• [DOCUMENT PASSAGE]
● ● ●
To get this pastry, flour, water, and butter are cooked on a stove top forming a dough to gelatinize the flour so that it can absorb a higher moisture content, then eggs are added to form a thick batter that is piped into shape.
The hollow centre then forms during baking, thanks to the steam released from the high moisture content of the batter.
Lastly, we have Filo Pastry, such as baklava, sausage rolls and spinach and cheese filo pastry. They are sweet AND savoury with paper-thin, delicate and flaky pastries.
Paper-thin sheets of unleavened flour dough are separated by a thin film of butter.
Then, the filo is wrapped and brushed with another layer of butter.
Now that we are familiar with the varieties of pastries, let’s look at the key ingredients needed to make them.
Firstly, we pick a flour that enables a flaky and crumbly product.
In order to achieve this, we need a medium protein flour, which is all purpose flour.
The reason is that if the flour is too high in protein, it will result in a tough pastry due to its strong gluten formed.
If the flour is too low in protein, it will result in a doughy pastry due to insufficient gluten strength. The pastry will also not hold its shape well.
Therefore, the ideal flour for making pastries and cookies is all purpose flour which has a protein content of 9% to 10.5%.
Next, we need fats in pastries to give it the unique flavour and texture.
Fats are essential in pastries because it coats and separates the flour particles, which helps to lubricate and tenderise the pastry. It gives texture to the final product.
The product’s flavour and texture also depends on the type of fats you choose – between butter, margarine and shortening.
Margarine and shortening are commonly used to make flaky and crumbly pastries due to their higher melting point (Margarine at 35 to 38°C and Shortening at 46 to 48°C).
Making them easier to handle despite a warmer room temperature.
However, it often leaves an unpleasant and waxy taste in the mouth.
On the other hand, butter has a melting point at 32 to 35 °C, which means the product would spread before the binding agent firms up.
For a better mouthfeel and tender pastry, butter is the best choice as it adds flavour and richness.
Although, it is a common practice to use half the amount of butter and half of margarine to make pastries.
There are specially made pure butter sheets for pastries such as Anchor’s Lamination Butter Sheet that is convenient and ideal for any bakery due to its higher melting point.
● ● ●
• [TASK INSTRUCTIONS]
A: According to the pastry passage, what protein content does all purpose flour have?
B: Write the next part of the pastry passage, starting after its final sentence about Anchor's Lamination Butter Sheet.
The listing comes from a separate source and is unrelated to the pastry passage.

• [GIVEN DATA]
● ● ●
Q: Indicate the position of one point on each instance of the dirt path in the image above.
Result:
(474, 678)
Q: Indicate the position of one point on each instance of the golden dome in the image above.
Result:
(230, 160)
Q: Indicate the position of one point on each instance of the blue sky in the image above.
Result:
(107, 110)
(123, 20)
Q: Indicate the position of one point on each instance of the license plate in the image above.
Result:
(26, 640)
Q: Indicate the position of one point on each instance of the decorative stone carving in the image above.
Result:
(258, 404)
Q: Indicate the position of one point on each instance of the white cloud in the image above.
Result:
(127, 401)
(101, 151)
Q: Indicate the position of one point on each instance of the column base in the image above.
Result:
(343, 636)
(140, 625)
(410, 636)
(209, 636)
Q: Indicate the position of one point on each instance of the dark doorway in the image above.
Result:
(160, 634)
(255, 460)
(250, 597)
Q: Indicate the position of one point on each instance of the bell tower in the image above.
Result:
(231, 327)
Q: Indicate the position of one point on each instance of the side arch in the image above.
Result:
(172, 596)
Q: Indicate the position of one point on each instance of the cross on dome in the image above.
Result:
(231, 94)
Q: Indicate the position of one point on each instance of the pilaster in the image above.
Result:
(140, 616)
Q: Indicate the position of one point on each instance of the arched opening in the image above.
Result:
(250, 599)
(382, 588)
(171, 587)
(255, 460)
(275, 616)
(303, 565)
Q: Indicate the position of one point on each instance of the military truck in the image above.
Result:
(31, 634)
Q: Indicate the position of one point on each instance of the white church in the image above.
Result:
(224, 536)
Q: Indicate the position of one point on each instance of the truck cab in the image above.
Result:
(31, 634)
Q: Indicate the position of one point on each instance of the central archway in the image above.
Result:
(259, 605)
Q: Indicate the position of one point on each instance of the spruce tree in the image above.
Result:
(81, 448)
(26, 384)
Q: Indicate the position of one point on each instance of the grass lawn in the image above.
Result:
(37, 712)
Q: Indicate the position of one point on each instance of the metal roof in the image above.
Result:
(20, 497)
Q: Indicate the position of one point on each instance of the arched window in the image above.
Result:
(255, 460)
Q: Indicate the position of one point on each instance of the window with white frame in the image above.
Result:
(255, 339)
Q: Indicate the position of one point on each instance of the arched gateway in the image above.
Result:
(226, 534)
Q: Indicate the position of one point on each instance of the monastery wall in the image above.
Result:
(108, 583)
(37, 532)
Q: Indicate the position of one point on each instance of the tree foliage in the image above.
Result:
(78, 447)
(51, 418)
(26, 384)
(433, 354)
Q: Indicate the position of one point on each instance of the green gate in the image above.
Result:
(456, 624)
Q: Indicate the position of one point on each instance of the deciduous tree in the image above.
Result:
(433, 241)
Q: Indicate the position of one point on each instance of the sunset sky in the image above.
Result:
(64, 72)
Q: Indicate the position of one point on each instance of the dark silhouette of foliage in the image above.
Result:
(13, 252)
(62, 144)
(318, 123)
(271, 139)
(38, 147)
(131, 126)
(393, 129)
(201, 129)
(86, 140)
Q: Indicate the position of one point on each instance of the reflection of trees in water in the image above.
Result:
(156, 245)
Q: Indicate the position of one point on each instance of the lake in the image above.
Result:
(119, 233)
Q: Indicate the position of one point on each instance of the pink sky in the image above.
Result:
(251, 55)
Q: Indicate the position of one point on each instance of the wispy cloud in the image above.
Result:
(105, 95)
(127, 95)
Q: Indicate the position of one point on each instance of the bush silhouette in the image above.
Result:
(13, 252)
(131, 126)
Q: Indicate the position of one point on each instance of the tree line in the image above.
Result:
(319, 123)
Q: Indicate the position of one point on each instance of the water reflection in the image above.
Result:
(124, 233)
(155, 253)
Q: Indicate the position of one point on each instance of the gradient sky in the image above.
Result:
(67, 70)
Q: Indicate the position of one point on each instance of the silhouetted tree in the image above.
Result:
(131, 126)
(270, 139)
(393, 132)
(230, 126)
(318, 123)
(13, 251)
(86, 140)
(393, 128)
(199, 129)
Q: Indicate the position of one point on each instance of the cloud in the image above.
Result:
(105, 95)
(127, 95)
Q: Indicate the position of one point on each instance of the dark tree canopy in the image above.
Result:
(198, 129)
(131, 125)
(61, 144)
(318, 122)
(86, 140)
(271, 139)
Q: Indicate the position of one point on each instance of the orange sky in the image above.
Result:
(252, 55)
● ● ●
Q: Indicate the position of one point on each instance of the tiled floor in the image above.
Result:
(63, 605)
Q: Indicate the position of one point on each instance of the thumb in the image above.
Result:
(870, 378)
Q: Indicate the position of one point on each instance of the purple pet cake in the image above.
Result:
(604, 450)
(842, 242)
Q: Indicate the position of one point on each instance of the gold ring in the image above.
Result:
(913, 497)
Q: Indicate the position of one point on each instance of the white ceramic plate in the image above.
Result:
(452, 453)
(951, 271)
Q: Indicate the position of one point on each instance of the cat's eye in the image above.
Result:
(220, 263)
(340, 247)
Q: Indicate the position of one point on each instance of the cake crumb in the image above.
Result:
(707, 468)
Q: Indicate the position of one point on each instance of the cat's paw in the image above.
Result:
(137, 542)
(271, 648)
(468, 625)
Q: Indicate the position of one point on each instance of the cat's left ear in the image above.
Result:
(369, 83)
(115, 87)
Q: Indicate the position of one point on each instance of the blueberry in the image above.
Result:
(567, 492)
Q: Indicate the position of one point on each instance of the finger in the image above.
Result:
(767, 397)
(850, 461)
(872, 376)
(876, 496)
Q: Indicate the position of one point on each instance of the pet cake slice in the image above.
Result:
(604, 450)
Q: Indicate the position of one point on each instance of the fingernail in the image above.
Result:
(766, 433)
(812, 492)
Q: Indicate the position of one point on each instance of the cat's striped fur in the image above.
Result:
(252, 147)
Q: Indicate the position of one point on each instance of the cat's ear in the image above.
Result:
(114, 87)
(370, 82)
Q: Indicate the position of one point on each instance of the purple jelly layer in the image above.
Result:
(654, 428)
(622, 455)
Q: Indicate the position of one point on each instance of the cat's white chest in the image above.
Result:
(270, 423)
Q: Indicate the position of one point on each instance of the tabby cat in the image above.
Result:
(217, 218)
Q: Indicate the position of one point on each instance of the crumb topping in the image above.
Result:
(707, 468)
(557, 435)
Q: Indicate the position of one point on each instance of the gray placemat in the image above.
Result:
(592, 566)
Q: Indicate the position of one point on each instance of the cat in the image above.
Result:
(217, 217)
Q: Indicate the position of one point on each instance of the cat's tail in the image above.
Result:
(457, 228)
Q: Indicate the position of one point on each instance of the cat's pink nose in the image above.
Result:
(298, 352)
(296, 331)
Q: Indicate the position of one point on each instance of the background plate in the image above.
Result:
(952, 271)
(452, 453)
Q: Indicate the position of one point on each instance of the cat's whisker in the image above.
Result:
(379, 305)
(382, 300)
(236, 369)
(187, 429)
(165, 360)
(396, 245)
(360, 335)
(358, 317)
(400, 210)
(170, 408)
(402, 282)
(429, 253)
● ● ●
• [RESPONSES BY TASK]
A: 9% to 10.5%

B:
This solves the pain point of managing butter’s lower melting point, whilst meeting pastry chefs’ handling requirements.
Next, Liquid: Water and milk are the most commonly used liquids used in pastry making, but orange or lemon juice, cream, eggs, and other additions can also be added.
They contribute to the flavour and texture of the pastry, giving it structure and flakiness to the crust.
For example, if too much liquid is added, the crust will be tough. If too little liquid the crust will fall apart.
During baking, the liquid turns to steam, helping to leaven the pastry. Water helps to develop the gluten, therefore the liquid starts the development of gluten in the flour.
Sugar gives the crust colour and flavour. During production, having sugar also makes it easier to sheet out the dough.
Salt enhances the taste and flavour to the pastries. Salt must be dissolved in the liquid before added to the mix to ensure even distribution. By using unsalted butter, you could control the amount of salt.
Eggs. While eggs may not be a core ingredient for pastry making, it does help to improve the flakiness or crumbly texture of pastry.
It contains proteins that provide structure, which helps to bind the dough. The protein in egg coagulates when there is heat during baking, which helps form the batter and provides stability.
Which brings us to cookies. Cookies are one of my favourite snacks because they are crispy, sweet and so easy to eat.
Just like other form of pastries, cookies are the perfect example of how Flour, Fats, Liquid, Sugar, Salt and Eggs affect the product.
In conclusion, by knowing the ingredients needed for pastry making as well as how it affects the final product, you can make the perfect pastry that is soft and short, flaky or crumbly.